> **Reading text**:
Review of a case of Down syndrome T-ALL with complex karyotype and treatment response
This publication is a narrative review and case report describing a single 7-year-old boy with Down syndrome and T-cell acute lymphoblastic leukemia. The review's scope is to characterize this rare clinical entity and discuss treatment.
The authors report that the patient's leukemia had a complex karyotype with translocation t(1;14)(p32;q11) and deletion of chromosome 9p. RNA sequencing was negative for a fusion transcript, and pathogenic variants were found in NOTCH1 and FBXW7. The patient received chemotherapy according to the AIEOP-BFM ALL 2017 study protocol and achieved a favorable response with minimal residual disease negativity after 15 months of follow-up.

> **Given data**:
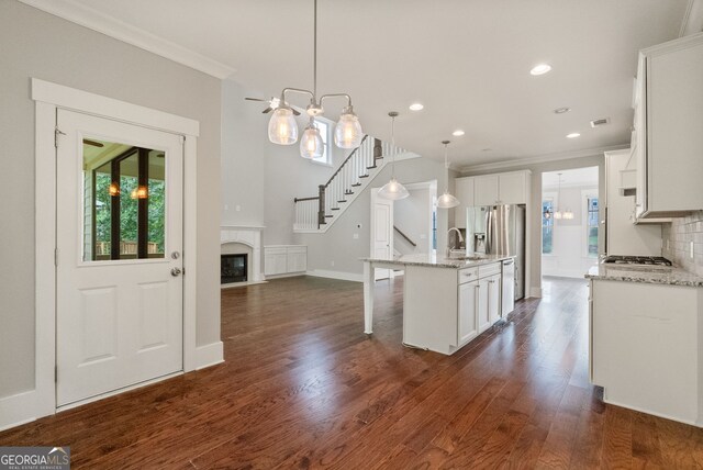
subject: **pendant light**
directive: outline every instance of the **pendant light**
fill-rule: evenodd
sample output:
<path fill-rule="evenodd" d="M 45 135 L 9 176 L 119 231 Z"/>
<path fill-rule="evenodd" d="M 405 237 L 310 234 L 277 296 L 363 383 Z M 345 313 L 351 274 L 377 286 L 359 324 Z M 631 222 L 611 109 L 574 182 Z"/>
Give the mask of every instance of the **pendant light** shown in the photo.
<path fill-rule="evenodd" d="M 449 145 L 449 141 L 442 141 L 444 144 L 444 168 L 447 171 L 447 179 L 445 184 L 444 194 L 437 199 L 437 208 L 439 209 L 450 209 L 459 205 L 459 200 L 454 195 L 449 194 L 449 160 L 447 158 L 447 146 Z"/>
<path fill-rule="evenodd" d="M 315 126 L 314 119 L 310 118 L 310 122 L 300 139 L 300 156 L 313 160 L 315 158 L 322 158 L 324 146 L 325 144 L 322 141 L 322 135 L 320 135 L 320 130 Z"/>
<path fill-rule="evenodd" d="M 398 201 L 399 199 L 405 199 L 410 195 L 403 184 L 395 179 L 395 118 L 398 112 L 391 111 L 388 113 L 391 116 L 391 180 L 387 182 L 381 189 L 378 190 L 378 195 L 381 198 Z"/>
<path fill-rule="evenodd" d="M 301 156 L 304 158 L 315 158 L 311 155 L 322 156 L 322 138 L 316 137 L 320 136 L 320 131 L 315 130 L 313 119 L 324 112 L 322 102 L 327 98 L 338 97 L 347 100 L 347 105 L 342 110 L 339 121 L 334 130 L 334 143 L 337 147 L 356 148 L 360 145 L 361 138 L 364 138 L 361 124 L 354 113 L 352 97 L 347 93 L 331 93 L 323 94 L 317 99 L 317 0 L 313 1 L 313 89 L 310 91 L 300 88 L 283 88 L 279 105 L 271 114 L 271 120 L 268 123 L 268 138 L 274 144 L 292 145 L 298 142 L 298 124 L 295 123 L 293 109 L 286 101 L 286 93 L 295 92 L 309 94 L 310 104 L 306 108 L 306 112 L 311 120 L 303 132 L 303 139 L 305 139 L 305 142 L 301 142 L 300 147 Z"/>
---
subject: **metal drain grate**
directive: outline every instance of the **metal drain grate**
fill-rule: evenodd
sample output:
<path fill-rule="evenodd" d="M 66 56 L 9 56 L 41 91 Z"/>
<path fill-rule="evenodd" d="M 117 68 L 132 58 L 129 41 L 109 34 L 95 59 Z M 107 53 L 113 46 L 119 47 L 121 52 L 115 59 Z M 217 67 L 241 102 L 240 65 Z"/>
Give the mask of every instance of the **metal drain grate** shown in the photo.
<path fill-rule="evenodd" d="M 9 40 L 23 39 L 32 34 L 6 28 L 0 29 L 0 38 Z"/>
---
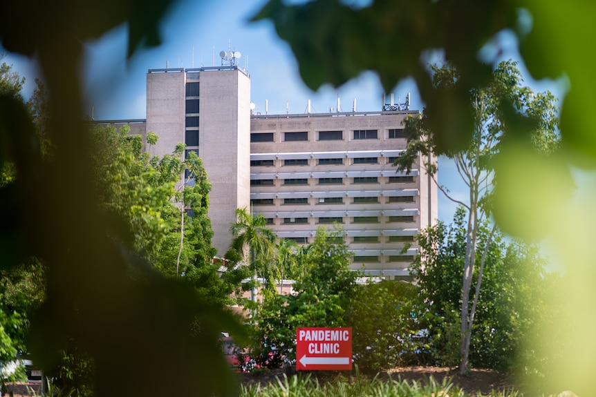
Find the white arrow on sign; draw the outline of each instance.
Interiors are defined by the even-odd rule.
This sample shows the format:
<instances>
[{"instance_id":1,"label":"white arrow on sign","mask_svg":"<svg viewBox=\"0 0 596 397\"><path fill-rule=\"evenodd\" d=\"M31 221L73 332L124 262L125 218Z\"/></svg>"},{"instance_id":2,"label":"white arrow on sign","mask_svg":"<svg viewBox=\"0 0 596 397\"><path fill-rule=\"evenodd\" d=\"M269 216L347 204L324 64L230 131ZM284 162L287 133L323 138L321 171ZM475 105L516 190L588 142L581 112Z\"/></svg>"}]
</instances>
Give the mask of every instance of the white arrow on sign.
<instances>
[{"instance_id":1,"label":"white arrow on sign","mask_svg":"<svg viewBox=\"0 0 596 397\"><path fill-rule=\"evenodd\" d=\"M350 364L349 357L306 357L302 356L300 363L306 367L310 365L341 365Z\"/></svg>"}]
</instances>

> **Task objective**: Please extend the case review of Down syndrome T-ALL, picking up after its last sentence. The items have no connection to the case review of Down syndrome T-ALL.

> **Task answer**:
The authors note multiple severe complications and significant treatment modifications due to toxicity. They acknowledge key limitations, stating that this entity remains poorly characterized both genetically and clinically, and there are no standardized guidelines for treating these rare and fragile patients.
The practice relevance is that improved knowledge and characterization of Down syndrome T-ALL might inform clinicians about treatment decision making for this very rare disease. The authors suggest the findings indicate a sporadic leukemogenesis origin, distinct from the pathway associated with B-cell precursor ALL.